■ **Source**
<<<<
And it’s why, as many as six generations after the events of the Franklin Expedition, Eber was meeting Inuit still raised on stories of the two giant ships that came to the Arctic and discharged columns of death onto the ice.
Inuit nomads had come across streams of men that “didn’t seem to be right.” Maddened by scurvy, botulism or desperation, they were raving in a language the Inuit couldn’t understand. In one case, hunters came across two Franklin Expedition survivors who had been sleeping for days in the hollowed-out corpses of seals.
“They were unrecognizable they were so dirty,” Lena Kingmiatook, a resident of Taloyoak, told Eber.
Mark Tootiak, a stepson of Nicholas Qayutinuaq, related a story to Eber of a group of Inuit who had an early encounter with a small and “hairy” group of Franklin Expedition men evacuating south.
“Later … these Inuit heard that people had seen more white people, a lot more white people, dying,” he said. “They were seen carrying human meat.”
Even Eber’s translator, the late Tommy Anguttitauruq, recounted a goose hunting trip in which he had stumbled upon a Franklin Expedition skeleton still carrying a clay pipe.
By 1850, coves and beaches around King William Island were littered with the disturbing remnants of their advance: Scraps of clothing and camps still littered with their dead occupants. Decades later, researchers would confirm the Inuit accounts of cannibalism when they found bleached human bones with their flesh hacked clean.
>>>>
■ **Required task 1**
Can you condense the paragraph of the Franklin Expedition passage that begins "Inuit nomads had come across" into a short bulleted list that keeps its main facts?
■ **Required task 2**
Could you arrange lines from the rows as a JSON list of strings, one string per line and blank lines omitted, beginning at the line that contains "Please pick out the water surface" and stopping after the line that contains "Target: water surface ripple"?
The rows after this point are unrelated to the Franklin Expedition passage.

■ **Data lines**
<<<<
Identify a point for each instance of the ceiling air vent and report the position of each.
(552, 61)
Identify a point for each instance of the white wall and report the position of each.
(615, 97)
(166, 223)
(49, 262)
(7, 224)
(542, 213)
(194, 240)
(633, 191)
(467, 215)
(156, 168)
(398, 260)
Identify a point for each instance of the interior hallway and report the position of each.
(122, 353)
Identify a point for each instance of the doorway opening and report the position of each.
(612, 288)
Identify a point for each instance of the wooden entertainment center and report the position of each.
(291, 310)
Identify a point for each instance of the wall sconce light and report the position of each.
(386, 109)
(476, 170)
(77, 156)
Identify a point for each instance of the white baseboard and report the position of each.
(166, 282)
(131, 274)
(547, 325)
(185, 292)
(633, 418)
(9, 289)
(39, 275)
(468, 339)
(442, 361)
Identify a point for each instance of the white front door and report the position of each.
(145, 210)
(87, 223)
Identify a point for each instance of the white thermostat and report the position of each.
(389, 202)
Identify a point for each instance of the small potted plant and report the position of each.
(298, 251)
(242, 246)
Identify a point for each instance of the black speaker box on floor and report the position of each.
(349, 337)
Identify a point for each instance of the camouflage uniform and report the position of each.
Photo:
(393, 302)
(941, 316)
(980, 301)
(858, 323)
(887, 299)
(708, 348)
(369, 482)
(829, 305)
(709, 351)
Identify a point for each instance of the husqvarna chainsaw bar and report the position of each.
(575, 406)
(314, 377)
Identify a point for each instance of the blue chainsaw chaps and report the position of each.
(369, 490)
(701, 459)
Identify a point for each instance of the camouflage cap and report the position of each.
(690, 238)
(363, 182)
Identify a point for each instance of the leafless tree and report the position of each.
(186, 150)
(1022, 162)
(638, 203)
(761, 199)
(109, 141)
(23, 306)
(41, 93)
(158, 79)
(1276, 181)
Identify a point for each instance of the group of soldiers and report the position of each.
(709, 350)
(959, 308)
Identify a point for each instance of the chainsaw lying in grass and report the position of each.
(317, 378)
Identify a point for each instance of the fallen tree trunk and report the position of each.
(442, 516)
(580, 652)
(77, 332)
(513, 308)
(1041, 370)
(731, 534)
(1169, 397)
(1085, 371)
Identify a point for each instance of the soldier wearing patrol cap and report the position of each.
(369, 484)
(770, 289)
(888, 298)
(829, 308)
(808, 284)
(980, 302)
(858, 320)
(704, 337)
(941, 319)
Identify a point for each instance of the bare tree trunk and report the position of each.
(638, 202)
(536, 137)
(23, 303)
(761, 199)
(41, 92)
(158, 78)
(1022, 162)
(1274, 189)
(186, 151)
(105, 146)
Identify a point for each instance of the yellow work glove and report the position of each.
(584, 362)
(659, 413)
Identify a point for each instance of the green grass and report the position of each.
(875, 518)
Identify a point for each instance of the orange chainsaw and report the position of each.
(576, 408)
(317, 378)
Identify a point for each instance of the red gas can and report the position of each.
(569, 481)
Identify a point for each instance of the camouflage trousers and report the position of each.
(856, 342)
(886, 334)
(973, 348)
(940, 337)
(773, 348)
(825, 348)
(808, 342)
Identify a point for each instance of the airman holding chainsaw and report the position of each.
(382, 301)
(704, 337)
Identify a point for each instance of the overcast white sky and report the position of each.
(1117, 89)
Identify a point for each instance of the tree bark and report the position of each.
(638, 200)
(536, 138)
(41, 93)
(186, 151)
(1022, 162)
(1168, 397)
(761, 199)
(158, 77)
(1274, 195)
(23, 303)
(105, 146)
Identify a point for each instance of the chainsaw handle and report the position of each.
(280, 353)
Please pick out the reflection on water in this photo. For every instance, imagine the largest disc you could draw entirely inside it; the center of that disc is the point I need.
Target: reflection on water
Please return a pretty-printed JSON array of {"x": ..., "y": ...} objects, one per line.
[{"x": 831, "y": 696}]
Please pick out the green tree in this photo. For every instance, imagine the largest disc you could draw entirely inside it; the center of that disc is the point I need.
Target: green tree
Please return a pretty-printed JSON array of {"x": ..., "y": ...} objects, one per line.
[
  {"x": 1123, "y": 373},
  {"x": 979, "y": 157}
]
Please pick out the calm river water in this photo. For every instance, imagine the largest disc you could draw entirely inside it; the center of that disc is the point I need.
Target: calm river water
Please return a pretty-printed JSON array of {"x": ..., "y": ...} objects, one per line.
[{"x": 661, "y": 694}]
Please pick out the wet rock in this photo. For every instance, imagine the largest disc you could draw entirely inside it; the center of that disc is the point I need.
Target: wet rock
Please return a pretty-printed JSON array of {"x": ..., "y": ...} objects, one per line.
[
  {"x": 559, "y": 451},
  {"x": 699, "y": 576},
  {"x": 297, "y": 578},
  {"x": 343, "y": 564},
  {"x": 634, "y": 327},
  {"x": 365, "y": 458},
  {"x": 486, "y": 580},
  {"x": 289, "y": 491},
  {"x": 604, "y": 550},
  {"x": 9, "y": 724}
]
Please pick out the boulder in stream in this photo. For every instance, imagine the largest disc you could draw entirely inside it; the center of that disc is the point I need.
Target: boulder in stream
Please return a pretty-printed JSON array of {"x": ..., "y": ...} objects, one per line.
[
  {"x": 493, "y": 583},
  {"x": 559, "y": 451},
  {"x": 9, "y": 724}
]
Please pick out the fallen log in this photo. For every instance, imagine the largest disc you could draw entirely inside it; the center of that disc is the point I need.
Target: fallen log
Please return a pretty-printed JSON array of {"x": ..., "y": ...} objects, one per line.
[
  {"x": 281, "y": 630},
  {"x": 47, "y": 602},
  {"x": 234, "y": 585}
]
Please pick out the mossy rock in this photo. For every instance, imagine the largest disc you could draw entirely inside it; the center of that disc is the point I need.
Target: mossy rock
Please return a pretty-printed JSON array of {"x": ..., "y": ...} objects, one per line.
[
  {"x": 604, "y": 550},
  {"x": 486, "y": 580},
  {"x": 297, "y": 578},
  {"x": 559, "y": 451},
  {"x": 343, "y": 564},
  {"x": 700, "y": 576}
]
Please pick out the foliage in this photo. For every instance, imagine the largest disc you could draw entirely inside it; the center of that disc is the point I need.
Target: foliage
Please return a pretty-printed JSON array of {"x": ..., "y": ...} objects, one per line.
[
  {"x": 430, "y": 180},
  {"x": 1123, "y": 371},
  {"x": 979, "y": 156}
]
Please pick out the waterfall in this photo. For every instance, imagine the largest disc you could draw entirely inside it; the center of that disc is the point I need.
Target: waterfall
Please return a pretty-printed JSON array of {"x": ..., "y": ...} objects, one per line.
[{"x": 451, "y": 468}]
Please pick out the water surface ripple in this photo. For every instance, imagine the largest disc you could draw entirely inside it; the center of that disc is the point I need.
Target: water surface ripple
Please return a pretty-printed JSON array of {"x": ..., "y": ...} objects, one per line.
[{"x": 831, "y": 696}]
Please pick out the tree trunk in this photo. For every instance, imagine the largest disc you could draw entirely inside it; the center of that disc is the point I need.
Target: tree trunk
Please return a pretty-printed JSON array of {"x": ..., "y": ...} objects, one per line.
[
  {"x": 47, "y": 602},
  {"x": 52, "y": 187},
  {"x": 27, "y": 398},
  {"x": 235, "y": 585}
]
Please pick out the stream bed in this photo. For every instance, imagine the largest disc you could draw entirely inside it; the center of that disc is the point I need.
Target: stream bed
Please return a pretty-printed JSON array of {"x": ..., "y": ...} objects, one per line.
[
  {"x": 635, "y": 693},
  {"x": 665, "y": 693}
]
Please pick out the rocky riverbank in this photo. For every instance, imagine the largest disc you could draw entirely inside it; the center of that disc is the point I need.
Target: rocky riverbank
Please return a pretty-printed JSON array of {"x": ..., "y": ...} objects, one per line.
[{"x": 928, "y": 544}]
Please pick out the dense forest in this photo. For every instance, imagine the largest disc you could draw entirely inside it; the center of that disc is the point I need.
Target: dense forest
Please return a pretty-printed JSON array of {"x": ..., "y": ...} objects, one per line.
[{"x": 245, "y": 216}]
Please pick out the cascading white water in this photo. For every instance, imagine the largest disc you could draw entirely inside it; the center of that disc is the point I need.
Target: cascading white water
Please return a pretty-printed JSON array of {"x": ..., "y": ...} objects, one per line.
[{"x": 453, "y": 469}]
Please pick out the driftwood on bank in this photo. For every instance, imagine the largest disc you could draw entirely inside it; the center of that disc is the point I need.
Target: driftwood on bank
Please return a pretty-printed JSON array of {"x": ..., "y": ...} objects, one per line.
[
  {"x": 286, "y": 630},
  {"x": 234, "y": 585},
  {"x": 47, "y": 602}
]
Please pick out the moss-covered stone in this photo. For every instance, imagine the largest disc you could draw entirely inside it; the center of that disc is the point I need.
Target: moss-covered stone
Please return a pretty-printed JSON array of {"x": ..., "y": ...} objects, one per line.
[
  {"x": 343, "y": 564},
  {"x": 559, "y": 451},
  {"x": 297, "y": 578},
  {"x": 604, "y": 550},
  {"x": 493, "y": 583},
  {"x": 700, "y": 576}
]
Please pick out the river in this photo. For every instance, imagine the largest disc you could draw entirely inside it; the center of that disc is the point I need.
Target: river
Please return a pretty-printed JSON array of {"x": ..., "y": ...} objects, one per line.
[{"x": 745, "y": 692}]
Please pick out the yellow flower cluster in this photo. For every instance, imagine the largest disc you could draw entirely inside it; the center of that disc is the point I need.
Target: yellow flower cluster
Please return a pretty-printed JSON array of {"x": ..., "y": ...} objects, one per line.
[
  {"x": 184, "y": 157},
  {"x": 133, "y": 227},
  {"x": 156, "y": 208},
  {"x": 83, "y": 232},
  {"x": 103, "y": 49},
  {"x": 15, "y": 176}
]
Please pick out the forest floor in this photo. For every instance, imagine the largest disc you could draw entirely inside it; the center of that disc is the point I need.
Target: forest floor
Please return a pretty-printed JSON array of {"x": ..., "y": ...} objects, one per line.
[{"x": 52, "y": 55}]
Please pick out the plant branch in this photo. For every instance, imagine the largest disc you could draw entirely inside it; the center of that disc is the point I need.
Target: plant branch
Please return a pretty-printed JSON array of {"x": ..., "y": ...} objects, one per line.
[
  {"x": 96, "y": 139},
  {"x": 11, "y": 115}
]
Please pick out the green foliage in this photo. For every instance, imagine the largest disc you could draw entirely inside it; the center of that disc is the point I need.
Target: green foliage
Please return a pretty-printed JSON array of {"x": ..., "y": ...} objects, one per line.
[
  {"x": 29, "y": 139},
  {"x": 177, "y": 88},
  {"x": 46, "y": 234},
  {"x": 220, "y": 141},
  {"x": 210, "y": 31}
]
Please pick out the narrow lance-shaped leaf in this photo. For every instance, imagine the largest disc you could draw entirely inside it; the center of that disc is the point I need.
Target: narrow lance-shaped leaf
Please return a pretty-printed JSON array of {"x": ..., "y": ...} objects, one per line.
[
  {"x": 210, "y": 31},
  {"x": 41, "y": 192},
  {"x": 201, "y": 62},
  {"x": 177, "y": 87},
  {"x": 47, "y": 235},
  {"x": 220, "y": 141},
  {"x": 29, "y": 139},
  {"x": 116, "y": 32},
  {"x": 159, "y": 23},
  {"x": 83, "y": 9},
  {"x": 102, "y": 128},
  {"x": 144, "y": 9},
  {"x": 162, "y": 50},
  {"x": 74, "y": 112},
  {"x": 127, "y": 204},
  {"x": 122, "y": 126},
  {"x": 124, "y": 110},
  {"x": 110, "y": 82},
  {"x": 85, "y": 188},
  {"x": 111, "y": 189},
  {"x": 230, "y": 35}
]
>>>>
■ **Result 1**
- Inuit nomads met streams of men who "didn't seem to be right."
- Driven mad by scurvy, botulism or desperation, the men raved in a language the Inuit couldn't understand.
- In one case, hunters found two Franklin Expedition survivors who had slept for days inside the hollowed-out corpses of seals.

■ **Result 2**
[
  "Please pick out the water surface ripple in this photo. For every instance, imagine the largest disc you could draw entirely inside it; the center of that disc is the point I need.",
  "Target: water surface ripple"
]